Information shown:
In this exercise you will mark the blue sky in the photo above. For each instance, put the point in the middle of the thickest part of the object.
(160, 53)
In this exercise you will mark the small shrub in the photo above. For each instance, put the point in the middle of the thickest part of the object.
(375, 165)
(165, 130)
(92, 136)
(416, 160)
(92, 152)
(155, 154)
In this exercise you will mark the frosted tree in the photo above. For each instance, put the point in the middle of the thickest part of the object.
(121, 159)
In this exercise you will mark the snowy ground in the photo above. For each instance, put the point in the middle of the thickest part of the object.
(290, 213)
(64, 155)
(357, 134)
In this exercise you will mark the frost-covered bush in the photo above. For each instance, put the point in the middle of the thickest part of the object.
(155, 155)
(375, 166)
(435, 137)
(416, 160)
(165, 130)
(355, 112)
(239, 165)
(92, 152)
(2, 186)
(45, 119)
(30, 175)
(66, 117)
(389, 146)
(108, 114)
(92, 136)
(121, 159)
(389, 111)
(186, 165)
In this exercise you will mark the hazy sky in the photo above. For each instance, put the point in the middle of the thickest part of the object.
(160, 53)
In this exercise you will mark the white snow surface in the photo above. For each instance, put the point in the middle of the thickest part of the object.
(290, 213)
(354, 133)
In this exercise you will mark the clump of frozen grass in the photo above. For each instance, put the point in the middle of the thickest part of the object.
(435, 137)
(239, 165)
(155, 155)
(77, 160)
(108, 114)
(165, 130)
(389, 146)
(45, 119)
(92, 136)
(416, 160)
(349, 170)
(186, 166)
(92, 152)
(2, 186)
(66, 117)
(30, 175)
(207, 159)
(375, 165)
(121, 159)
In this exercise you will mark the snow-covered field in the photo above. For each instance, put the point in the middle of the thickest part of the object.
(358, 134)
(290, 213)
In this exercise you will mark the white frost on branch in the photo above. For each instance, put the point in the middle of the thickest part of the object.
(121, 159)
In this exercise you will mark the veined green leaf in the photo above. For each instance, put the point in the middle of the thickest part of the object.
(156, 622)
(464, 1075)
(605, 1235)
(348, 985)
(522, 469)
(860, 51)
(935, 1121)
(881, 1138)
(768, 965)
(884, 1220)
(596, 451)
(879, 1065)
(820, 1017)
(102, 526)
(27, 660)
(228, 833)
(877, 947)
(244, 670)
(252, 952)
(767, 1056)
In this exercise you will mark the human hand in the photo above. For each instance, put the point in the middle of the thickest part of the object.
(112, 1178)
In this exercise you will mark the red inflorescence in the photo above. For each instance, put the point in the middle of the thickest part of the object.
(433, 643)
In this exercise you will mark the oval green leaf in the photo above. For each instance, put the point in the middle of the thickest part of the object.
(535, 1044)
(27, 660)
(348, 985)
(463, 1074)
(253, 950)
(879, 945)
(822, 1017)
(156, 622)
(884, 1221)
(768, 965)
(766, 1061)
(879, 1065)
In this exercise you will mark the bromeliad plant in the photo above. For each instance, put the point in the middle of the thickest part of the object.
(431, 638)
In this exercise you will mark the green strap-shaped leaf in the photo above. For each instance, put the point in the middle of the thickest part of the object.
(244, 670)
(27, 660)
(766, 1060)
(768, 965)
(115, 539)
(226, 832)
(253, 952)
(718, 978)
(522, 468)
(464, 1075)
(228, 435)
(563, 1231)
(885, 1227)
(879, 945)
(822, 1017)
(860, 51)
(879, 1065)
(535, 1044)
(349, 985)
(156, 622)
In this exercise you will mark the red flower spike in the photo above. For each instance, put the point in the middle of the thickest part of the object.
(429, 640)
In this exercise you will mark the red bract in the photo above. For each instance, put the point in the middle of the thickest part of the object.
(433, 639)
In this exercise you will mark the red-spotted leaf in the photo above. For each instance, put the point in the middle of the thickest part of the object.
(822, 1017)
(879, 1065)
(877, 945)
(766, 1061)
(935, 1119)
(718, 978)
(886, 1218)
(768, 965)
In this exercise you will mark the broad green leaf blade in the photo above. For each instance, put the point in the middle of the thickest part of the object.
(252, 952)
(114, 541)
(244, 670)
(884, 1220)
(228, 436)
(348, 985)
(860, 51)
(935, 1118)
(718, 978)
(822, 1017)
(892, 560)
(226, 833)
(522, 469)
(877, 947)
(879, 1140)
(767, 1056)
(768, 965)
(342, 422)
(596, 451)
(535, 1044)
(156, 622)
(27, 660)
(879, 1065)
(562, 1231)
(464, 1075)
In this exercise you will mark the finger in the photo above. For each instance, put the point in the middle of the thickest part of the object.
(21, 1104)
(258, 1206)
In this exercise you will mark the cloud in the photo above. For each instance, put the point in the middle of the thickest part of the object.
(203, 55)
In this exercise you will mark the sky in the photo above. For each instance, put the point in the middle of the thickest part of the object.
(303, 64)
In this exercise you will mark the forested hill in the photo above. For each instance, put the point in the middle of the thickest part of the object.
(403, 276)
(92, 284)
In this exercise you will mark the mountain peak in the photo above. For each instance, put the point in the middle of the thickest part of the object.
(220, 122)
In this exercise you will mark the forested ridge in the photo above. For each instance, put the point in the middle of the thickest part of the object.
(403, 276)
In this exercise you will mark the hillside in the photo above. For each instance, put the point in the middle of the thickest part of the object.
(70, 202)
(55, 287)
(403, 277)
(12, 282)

Given exercise: Reproduce all of the material above, switching every "thickest part" to "widest part" and leaving the rest untouched.

Exercise response:
In this exercise you will mark the blue sky in the photo above. For each instance, put the point in the middle of the widest part of the object.
(160, 53)
In this exercise you will mark the small shrub in the photo above. For each instance, put the point in the middle of the widest part of the object.
(375, 165)
(165, 130)
(92, 136)
(416, 160)
(92, 152)
(155, 154)
In this exercise you will mark the frosted tree in the photo above. For each instance, put the point in the middle of the widest part of the object.
(121, 159)
In this exercise you will mark the snowy ground in the photo above. For each instance, put the point in the middle of the widest part of the object.
(290, 213)
(64, 155)
(357, 134)
In this exercise you will mark the frost-covered bush in the photo above. For each instance, put the point in the middle of the widest part of the object.
(155, 155)
(375, 166)
(435, 137)
(416, 160)
(165, 130)
(355, 112)
(239, 165)
(92, 152)
(2, 186)
(45, 119)
(30, 175)
(66, 117)
(389, 146)
(108, 114)
(92, 136)
(121, 159)
(389, 111)
(186, 165)
In this exercise you will mark the hazy sky in the photo above. For each instance, put the point in the middle of the widest part of the object.
(160, 53)
In this exercise you will mark the white snow surface in the photo above. For each instance, put the point in the middle of the widest part of the object.
(290, 213)
(354, 133)
In this exercise you will mark the clump of frozen grass in the photo above. For each instance, put the point in the middle of the widest part of the object.
(435, 137)
(239, 165)
(155, 155)
(77, 160)
(108, 114)
(165, 130)
(389, 146)
(45, 119)
(92, 136)
(416, 160)
(349, 170)
(186, 166)
(92, 152)
(2, 186)
(66, 117)
(30, 175)
(207, 159)
(375, 165)
(121, 159)
In this exercise you will mark the snow-covered field in the photo above. For each instance, put the point in the middle of the widest part of the object.
(358, 134)
(290, 213)
In this exercise you will mark the white frost on branch in the photo above. For each instance, put the point in the middle of the widest part of the object.
(121, 159)
In this exercise you will mark the veined green leaf in the photo above. For each instance, put the point in the middle of the widest part of the object.
(156, 622)
(464, 1075)
(605, 1235)
(348, 985)
(522, 469)
(860, 51)
(935, 1121)
(881, 1138)
(768, 965)
(884, 1220)
(596, 451)
(879, 1065)
(820, 1017)
(102, 526)
(27, 660)
(228, 833)
(877, 947)
(244, 670)
(252, 952)
(767, 1056)
In this exercise you will mark the human hand in the photo above. For each instance, put the point in the middle of the widest part of the object.
(112, 1178)
In this exercise you will mark the red inflorescence in the photo above. For each instance, put the point in the middle of the widest part of the object.
(433, 643)
In this exercise you will mark the oval green leaf in the photo above. For each instance, put the point in the middle of the widest part of the object.
(535, 1044)
(27, 660)
(348, 985)
(463, 1074)
(253, 950)
(879, 945)
(822, 1017)
(156, 622)
(884, 1221)
(768, 965)
(766, 1061)
(879, 1065)
In this exercise you will mark the bromeliad plant in the photo above. For each instance, put the point in the middle of the widest part of the object.
(431, 638)
In this exercise you will mark the green strap-shaped leaf in the photo above. For each instance, put the point in the middle of the widest part of the object.
(244, 670)
(27, 660)
(766, 1060)
(768, 965)
(115, 539)
(226, 832)
(253, 952)
(718, 978)
(522, 468)
(464, 1075)
(228, 435)
(563, 1231)
(885, 1227)
(879, 945)
(822, 1017)
(860, 51)
(879, 1065)
(535, 1044)
(349, 985)
(156, 622)
In this exercise you will mark the red flower spike in the photo above. For each instance, put the point in the middle of the widest part of the object.
(429, 640)
In this exercise you will mark the red bract in the photo above. For each instance, put the point in the middle of the widest part of the object.
(433, 639)
In this exercise you will mark the red-spotted leaf in the photo above. For each instance, put the point in the middle of the widest part of the object.
(822, 1017)
(879, 1065)
(877, 945)
(766, 1061)
(935, 1119)
(718, 978)
(886, 1218)
(768, 965)
In this exercise you will mark the broad green leaf blade in the photo above. For each instance, put the point in the middle of the widest part of the object.
(252, 952)
(114, 541)
(244, 670)
(884, 1220)
(228, 436)
(348, 985)
(860, 51)
(935, 1118)
(718, 978)
(822, 1017)
(892, 560)
(226, 833)
(522, 469)
(877, 947)
(879, 1140)
(767, 1056)
(768, 965)
(342, 422)
(596, 451)
(535, 1044)
(156, 622)
(27, 660)
(879, 1065)
(562, 1231)
(464, 1075)
In this exercise you will mark the finger in the photo above. For each instance, put the point in the middle of the widest part of the object.
(21, 1104)
(258, 1206)
In this exercise you will mark the cloud in the photo above. For each instance, put the point in the middle of the widest part of the object.
(203, 55)
In this exercise you will mark the sky in the photo above. For each instance, put the point in the middle of the widest part of the object.
(303, 64)
In this exercise you will mark the forested hill in the photo above. For each instance, put the point in the middle of the widest part of the object.
(403, 276)
(92, 284)
In this exercise you will mark the mountain peak in the photo above. For each instance, put the point in the middle of the widest part of the object.
(220, 122)
In this exercise you will mark the forested ridge in the photo above. For each instance, put the point in the middle of the widest part of the object.
(403, 276)
In this exercise you will mark the hillside in the photo above. For each instance, put the point in the middle of the widest part of the object.
(70, 202)
(55, 287)
(403, 277)
(12, 282)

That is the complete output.